» Task to complete
Which lines in the entries below contain the word "backpack"? Copy each of them out.

** start Dataset records **

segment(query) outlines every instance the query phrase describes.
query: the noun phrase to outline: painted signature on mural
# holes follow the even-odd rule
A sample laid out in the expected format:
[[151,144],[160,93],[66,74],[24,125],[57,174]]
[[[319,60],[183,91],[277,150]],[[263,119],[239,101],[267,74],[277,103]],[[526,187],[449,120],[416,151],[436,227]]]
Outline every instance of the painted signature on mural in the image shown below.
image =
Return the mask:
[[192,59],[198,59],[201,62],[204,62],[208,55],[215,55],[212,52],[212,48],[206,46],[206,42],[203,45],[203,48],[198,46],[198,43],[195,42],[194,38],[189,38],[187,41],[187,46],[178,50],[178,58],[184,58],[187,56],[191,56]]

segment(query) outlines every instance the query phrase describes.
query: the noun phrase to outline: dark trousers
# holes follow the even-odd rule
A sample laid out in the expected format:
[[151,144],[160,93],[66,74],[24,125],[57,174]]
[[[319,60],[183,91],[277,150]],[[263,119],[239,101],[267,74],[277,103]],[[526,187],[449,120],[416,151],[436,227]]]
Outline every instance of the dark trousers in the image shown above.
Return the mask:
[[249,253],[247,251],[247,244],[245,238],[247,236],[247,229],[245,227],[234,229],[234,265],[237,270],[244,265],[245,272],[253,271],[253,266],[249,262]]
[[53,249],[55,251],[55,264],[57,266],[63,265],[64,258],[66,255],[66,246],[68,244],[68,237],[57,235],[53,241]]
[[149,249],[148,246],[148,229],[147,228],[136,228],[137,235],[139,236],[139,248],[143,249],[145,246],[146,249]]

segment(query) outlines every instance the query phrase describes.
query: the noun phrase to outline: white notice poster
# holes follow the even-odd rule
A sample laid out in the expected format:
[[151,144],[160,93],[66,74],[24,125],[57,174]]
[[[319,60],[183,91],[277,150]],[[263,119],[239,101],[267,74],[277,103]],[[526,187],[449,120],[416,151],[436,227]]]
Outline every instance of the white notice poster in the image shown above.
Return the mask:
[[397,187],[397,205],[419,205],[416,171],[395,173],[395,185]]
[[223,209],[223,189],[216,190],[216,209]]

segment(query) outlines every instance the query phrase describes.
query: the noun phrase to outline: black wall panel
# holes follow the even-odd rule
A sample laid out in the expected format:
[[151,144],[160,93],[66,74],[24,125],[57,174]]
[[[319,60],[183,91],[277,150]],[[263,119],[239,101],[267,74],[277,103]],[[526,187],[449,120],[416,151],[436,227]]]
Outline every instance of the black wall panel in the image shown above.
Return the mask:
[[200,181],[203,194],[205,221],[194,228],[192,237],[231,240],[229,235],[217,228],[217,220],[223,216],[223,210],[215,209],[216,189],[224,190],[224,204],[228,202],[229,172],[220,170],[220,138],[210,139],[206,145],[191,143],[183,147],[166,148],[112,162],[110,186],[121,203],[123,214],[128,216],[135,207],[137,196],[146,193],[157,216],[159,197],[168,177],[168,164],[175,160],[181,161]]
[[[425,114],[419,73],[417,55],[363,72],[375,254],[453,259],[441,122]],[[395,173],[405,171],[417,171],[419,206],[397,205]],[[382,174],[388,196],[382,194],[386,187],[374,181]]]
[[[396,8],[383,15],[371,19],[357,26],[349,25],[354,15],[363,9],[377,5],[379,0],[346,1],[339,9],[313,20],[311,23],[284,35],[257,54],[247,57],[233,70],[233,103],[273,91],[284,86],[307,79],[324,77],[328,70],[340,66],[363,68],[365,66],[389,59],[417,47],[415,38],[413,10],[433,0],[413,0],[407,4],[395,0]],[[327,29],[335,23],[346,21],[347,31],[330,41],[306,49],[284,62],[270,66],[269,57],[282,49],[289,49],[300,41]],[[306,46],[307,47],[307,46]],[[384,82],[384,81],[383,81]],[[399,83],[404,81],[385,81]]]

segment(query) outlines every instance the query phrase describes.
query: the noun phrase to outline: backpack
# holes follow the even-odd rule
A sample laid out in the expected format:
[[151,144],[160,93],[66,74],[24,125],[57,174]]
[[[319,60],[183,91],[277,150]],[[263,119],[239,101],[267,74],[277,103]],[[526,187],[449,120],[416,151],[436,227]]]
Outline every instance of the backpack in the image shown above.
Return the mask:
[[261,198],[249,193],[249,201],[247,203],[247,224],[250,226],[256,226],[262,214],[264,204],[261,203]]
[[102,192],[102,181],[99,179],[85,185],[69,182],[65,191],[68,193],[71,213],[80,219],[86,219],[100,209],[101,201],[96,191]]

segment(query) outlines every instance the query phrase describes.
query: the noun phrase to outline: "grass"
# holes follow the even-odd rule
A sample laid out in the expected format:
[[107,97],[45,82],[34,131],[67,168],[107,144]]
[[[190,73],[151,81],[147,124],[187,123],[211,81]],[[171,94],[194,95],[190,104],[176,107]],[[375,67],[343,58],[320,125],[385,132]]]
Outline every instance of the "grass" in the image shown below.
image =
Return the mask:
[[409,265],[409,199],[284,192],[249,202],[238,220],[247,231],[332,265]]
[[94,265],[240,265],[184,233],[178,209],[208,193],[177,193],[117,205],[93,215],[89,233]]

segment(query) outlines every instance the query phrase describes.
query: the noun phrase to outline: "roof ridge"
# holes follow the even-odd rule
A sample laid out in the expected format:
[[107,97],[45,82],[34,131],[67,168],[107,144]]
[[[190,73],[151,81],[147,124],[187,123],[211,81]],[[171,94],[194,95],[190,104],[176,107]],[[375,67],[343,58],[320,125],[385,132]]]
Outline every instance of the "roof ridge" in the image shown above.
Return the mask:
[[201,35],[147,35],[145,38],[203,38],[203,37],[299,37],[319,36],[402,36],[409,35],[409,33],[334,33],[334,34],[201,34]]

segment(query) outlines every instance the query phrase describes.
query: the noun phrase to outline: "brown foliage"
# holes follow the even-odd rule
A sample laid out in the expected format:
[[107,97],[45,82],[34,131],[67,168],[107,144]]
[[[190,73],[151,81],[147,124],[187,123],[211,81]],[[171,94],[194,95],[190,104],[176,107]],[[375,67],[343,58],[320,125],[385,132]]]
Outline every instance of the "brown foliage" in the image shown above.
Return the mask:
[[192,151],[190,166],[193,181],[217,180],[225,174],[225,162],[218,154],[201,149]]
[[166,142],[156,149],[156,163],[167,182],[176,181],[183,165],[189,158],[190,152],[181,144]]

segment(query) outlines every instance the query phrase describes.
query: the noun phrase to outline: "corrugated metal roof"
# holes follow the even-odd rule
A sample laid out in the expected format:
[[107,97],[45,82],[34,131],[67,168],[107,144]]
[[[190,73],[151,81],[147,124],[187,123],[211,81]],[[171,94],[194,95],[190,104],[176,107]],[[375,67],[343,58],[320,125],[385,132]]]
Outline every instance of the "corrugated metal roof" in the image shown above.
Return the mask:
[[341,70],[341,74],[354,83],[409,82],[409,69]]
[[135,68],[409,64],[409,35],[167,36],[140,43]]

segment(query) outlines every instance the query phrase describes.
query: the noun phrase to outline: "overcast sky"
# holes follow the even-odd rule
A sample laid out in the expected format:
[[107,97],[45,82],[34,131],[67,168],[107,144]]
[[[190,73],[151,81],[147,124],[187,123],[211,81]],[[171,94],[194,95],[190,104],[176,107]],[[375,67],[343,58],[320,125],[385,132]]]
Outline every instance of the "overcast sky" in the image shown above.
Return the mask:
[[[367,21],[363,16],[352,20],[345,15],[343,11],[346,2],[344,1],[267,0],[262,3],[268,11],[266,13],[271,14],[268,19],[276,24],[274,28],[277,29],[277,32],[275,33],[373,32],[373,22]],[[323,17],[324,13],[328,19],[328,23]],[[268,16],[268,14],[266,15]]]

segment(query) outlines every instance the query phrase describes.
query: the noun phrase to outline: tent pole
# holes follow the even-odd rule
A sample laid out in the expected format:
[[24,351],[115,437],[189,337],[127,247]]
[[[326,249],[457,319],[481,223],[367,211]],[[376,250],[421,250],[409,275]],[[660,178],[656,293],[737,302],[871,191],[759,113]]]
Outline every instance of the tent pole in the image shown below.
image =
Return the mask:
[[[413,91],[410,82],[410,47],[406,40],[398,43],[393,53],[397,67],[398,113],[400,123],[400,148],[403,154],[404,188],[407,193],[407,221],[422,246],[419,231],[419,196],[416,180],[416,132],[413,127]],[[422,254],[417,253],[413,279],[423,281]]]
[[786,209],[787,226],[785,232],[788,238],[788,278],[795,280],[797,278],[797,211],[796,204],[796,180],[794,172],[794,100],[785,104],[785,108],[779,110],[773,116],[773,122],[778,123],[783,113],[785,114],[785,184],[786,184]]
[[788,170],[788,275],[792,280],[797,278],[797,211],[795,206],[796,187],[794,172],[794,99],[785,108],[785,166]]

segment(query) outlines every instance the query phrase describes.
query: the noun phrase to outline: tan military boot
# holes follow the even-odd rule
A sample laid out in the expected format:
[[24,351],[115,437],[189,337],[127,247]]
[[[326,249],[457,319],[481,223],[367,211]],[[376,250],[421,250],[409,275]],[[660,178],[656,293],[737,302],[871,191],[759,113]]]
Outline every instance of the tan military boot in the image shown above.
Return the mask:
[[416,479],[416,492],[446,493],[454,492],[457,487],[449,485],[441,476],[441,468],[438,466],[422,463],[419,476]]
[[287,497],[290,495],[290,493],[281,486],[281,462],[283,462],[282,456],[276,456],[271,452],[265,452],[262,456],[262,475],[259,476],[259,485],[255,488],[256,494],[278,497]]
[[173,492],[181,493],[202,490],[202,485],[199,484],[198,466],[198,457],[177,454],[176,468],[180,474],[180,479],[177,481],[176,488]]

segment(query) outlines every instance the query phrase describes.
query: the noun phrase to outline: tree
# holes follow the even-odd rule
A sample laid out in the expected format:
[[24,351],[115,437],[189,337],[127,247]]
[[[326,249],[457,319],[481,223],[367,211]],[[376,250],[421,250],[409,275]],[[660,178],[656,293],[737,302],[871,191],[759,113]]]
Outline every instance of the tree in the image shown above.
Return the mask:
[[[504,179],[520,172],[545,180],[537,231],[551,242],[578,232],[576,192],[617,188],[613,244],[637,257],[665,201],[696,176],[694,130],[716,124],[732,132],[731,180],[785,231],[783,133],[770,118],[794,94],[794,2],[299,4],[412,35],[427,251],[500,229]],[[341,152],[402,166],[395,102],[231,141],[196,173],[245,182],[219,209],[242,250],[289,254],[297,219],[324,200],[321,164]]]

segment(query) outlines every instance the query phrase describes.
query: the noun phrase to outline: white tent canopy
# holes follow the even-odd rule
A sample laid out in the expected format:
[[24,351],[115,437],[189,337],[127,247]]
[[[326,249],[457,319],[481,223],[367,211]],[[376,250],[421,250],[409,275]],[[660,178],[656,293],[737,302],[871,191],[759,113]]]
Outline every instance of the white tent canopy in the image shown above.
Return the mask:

** end Dataset records **

» Result of this exercise
query: the noun phrase to outline: backpack
Outline every instance of the backpack in the image shown above.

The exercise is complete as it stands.